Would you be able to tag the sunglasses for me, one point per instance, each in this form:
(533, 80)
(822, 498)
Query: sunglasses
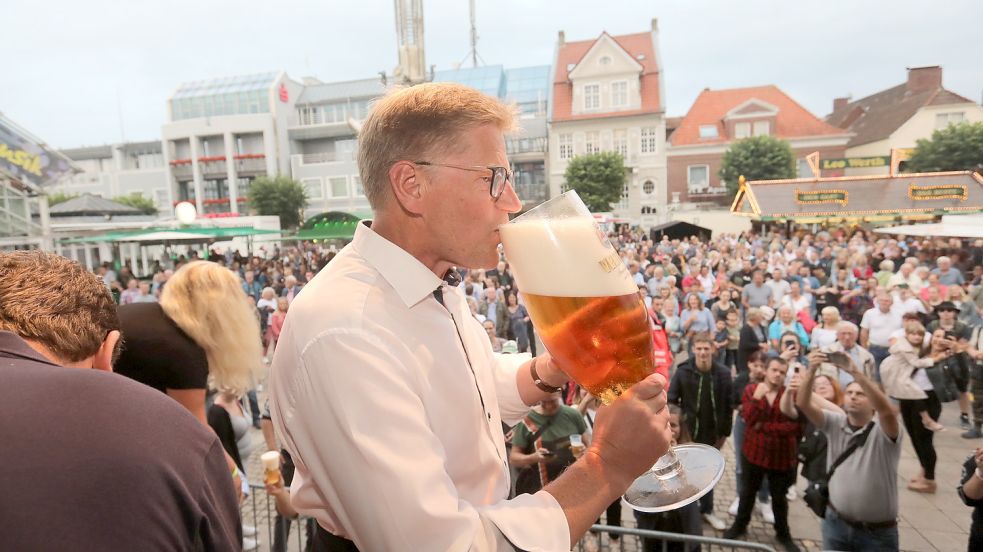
(496, 182)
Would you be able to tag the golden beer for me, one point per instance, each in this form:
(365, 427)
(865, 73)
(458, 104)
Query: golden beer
(603, 343)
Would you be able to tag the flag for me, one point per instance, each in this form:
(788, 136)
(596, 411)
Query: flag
(813, 160)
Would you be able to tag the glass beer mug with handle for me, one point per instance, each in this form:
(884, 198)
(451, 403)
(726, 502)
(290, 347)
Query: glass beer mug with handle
(585, 306)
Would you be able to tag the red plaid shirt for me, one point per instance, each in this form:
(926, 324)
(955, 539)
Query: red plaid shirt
(771, 439)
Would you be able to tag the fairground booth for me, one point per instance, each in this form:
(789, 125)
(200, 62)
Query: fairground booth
(870, 201)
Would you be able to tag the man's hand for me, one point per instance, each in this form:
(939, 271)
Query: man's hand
(632, 432)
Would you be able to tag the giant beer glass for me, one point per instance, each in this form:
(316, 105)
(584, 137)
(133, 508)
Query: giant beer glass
(586, 308)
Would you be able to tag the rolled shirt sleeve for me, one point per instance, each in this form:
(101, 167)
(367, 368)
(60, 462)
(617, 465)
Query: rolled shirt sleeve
(380, 464)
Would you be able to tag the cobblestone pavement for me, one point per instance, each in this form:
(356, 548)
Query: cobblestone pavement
(927, 523)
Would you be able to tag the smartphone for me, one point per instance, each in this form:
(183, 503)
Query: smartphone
(838, 359)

**What to work on:**
Reproduce all entries exactly. Pictures do not belong in the copy.

**The reply:**
Would you be able to tag the sunglasses for me, one point per instance, each in this form:
(533, 80)
(822, 498)
Query: sunglasses
(496, 182)
Would you be able to tag the golden beer for me, one point per instance, each in this form:
(365, 427)
(865, 73)
(458, 104)
Query: golden beer
(603, 343)
Would you be able to tag the flag for me, one point per instance, each in this form:
(788, 136)
(596, 411)
Query: flag
(813, 160)
Would you be able to tag the glass beer mug with handle for me, one point per instance, each in this form:
(884, 198)
(451, 403)
(726, 502)
(290, 347)
Query: glass beer mug with handle
(585, 306)
Would you be able to tag the red plaid shirt for me, one point per instance, each in this form:
(926, 324)
(955, 539)
Query: red plaid shirt
(771, 439)
Would you be able to tag the fairground booth for me, one point per instance, each in this form:
(789, 125)
(200, 62)
Query: fairground booth
(870, 201)
Would you be able to tag the man's hand for me, one point per instance, each in this form:
(939, 271)
Query: man's hand
(632, 432)
Would you be able to tag the giant beer glass for me, one point per instance, each in this form:
(316, 105)
(584, 137)
(133, 508)
Query: giant beer glass
(586, 308)
Would you be able to tag the rolled shirt sleeve for me, one point per instance, each in this form:
(101, 167)
(367, 368)
(60, 462)
(617, 465)
Query: rolled shirt sleeve
(380, 464)
Would you be able to tag the cobblestone pavement for me, one point per instance, each in this form:
(356, 548)
Query: cobblestone pavement
(927, 523)
Would you be able to tag the smartphone for me, one point per instance, each in this form:
(183, 503)
Query: smartphone
(838, 359)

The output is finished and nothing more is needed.